TEXT SECTION:
○ ○ ○ ○
As a young scientist at Columbia University,
Tommy Dowd worked on the Manhattan Project. Later, he co-produced
Dusty in Memphis. In between, he engineered some of the greatest
records of all time--listen especially to the Ray Charles albums
and the jazz records by Charles Mingus, Ornette Coleman and John
Coltrane on Atlantic to see how early he understood the possibilities
of multi-track recording and the use of space in mixes. In the
'60s, when he began producing as well as engineering, he and
Arif Mardin made to my ear the greatest Aretha Franklin records,
such as Spirit in the Dark and Young Gifted and Black, and all
the best records by the Rascals and the Allman Brothers ever
did. As an independent producer beginning in the
'70s, he made most of Eric Clapton's hits, several of Rod Stewart's
biggest, and worked with Lynyrd Skynyrd, among many many other
bands--he seemed to have a special feeling for Southern rock
or maybe it was just his engineer's approach that let those bands
rev up and play.
Although he died a couple of weeks ago,
age 77, his inimitably New York Irish accent shall remain a favorite
aural memory, because except in the most grievous circumstances,
it always overflowed with enthusiasm. Three or four years ago,
Lee Ballinger interviewed him for his Lynyrd
Skynyrd: an oral history. It could have been a difficult
interview, since Dowd's records didn't do well, commercially,
and the band chose not to work with him again. "If necessary,
I'm sure he'd have been willing to talk to me for 5, 10, 24 more
hours on the phone," Lee told me recently. "From my
limited experience with him, I would say he was that rare artist
who neither plays up nor plays down what he actually did. Unusual
since most people need to play it up in order to keep working."
Ballinger added, "When he was telling
me about getting ready to go in the studio for the next Allmans,
he sounded as if he were going in there to do Eat A Peach or
Live at Fillmore East. Fired up, couldn't wait." That's
how he always was.
○ ○ ○ ○
DATASET EXTRACT:

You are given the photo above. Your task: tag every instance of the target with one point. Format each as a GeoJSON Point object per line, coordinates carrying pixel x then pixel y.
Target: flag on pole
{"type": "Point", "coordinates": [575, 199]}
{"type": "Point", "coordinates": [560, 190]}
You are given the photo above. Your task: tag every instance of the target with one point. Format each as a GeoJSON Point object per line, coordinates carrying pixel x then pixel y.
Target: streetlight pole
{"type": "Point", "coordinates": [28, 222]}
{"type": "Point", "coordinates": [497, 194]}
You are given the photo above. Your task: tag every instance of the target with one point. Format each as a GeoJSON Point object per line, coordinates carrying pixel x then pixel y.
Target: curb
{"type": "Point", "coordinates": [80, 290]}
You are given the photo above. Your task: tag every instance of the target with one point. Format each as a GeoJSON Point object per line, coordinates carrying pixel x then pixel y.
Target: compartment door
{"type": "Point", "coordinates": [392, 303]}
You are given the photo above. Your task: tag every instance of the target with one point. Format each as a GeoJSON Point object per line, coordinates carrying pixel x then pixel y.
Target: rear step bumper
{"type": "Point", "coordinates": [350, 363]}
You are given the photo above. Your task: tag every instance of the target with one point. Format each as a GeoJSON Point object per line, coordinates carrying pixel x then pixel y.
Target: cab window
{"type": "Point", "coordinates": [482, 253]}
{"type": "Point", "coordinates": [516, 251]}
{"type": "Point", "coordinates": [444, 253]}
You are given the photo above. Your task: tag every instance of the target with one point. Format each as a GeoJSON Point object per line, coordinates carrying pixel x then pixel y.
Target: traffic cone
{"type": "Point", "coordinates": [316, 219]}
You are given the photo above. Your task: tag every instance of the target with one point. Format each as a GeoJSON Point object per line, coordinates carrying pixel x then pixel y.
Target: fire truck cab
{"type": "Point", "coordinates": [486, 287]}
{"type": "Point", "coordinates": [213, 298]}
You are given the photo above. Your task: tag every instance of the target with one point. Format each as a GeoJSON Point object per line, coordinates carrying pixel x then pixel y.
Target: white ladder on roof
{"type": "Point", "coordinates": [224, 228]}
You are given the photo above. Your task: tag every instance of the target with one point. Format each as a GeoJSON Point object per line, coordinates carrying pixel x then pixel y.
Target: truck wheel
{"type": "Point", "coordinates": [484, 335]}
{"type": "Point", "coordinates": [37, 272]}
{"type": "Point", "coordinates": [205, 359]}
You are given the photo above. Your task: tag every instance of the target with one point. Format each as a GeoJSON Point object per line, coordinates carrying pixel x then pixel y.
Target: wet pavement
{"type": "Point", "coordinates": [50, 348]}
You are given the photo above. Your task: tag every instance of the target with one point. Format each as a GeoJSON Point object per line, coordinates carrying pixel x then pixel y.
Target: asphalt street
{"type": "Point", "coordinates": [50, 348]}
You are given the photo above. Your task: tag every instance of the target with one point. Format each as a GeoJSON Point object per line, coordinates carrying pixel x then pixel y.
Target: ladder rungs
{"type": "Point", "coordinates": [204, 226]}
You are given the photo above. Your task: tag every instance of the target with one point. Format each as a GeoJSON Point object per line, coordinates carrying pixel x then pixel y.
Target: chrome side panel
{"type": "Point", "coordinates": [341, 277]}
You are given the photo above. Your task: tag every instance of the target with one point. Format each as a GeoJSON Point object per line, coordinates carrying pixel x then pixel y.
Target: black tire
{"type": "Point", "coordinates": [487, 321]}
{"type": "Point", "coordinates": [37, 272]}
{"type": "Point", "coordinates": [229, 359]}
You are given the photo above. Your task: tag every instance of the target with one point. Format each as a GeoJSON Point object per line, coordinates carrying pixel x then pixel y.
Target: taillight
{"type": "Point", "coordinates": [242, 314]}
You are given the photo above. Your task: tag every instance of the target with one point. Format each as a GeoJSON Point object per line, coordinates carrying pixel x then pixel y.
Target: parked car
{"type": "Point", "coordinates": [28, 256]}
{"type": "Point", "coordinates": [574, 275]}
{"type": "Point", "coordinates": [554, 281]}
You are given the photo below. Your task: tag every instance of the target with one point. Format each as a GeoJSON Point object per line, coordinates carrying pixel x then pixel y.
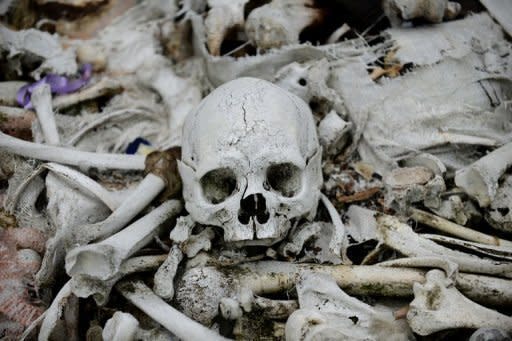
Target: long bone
{"type": "Point", "coordinates": [480, 179]}
{"type": "Point", "coordinates": [402, 238]}
{"type": "Point", "coordinates": [70, 156]}
{"type": "Point", "coordinates": [457, 230]}
{"type": "Point", "coordinates": [171, 319]}
{"type": "Point", "coordinates": [201, 289]}
{"type": "Point", "coordinates": [103, 260]}
{"type": "Point", "coordinates": [439, 306]}
{"type": "Point", "coordinates": [42, 101]}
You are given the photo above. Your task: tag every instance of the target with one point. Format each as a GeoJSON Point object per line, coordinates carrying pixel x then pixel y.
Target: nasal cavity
{"type": "Point", "coordinates": [253, 206]}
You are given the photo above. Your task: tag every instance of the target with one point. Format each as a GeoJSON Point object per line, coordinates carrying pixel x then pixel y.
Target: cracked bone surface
{"type": "Point", "coordinates": [251, 161]}
{"type": "Point", "coordinates": [102, 260]}
{"type": "Point", "coordinates": [201, 289]}
{"type": "Point", "coordinates": [431, 10]}
{"type": "Point", "coordinates": [438, 305]}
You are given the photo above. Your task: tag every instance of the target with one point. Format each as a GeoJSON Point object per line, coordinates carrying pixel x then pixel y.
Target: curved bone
{"type": "Point", "coordinates": [201, 289]}
{"type": "Point", "coordinates": [69, 156]}
{"type": "Point", "coordinates": [102, 260]}
{"type": "Point", "coordinates": [401, 237]}
{"type": "Point", "coordinates": [133, 204]}
{"type": "Point", "coordinates": [449, 227]}
{"type": "Point", "coordinates": [42, 100]}
{"type": "Point", "coordinates": [480, 180]}
{"type": "Point", "coordinates": [437, 306]}
{"type": "Point", "coordinates": [174, 321]}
○ ○ ○ ○
STATED GOAL A:
Answer these from the Tommy Dowd piece, one line each, marked (i), (ii), (iii):
(i) At which university was Dowd a young scientist?
(ii) How old was Dowd when he died?
(iii) Who interviewed Dowd for an oral history of Lynyrd Skynyrd?
STATED GOAL B:
Decide whether each statement agrees with the Tommy Dowd piece. Answer yes or no for each, marked (i), (ii), (iii), and quote the words that decide it.
(i) Dowd's records with Lynyrd Skynyrd were commercially successful.
(ii) Dowd co-produced Dusty in Memphis.
(iii) Dowd made Aretha Franklin records with Arif Mardin.
STATED GOAL C: Continue the Tommy Dowd piece from the point where it stops.

EXERCISE OUTPUT A:
(i) Columbia University
(ii) 77
(iii) Lee Ballinger

EXERCISE OUTPUT B:
(i) No: "Dowd's records didn't do well, commercially"
(ii) Yes: "he co-produced Dusty in Memphis"
(iii) Yes: "he and Arif Mardin made to my ear the greatest Aretha Franklin records"

EXERCISE OUTPUT C:
Young Tom Dowd impressed Ahmet Ertegun
and his confederates so much that they offered him a job as Atlantic's
house engineer as soon as they could afford to. Dowd had a gift
for grabbing great performances on the fly. But he wasn't a rustic--he
convinced Atlantic to buy one of the first eight-track recorders,
so there is a lot more of the label's greatest R&B and jazz
in stereo than anywhere else. His collaboration with Arif Mardin
on the Rascals and Aretha records represents a rare blending
of pure feel with maximum technical skill-and though Arif is
the most musical of men, Dowd brought plenty of the feel. As
Sue Martinez wrote in response to his passing: "If I were
to write a memoir in the form of a discography, Tom Dowd's hands
would appear at nearly every turning point." To the best
of my knoweldge, Tommy bragged about nothing, although he did
tell great stories. He was sure of his work (and knew its limits),
a humble gentleman in a world that has damned few of either,
a great listener, an honest man from beginning to end,
and in his quiet way, a real champion of artists. In some ways,
he got treated like an artist-it was years before he got
production royalties, for instance.
I genuinely loved every minute I got
to spend with him. So if ever I should encounter that person
who didn't love Tom Dowd, it would be easy to know what to do.
Embrace them and tell them how great it was going to be when
they found out when they what they'd been missing.
Who knows what such an embrace would
do for the poor soul? But it would offer me a chance to feel
more like Tom, and that would be a great thing.
"There is a wisdom that is woe;
but there is a woe that is madness. And there is a Catskill eagle
in some souls that can alike dive down into the blackest gorges,
and soar out of them again and become invisible in the sunny
spaces. And even if he for ever flies within the gorge, that
gorge is in the mountains; so that even in his lowest swoop the
mountain eagle is still higher than other birds upon the plain,
even though they soar."
Herman Melville, Moby Dick
DeskScan
(what's playing in my office)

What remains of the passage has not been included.